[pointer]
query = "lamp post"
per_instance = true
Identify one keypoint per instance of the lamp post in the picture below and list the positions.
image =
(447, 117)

__________________________________________________

▶ _REQUIREMENT_
Would you reproduce the material above exactly as it reads?

▶ _WRITTEN SOLUTION_
[pointer]
query = "lamp post"
per_instance = true
Identify one keypoint per instance of the lamp post in the picture below and list the positions.
image =
(447, 117)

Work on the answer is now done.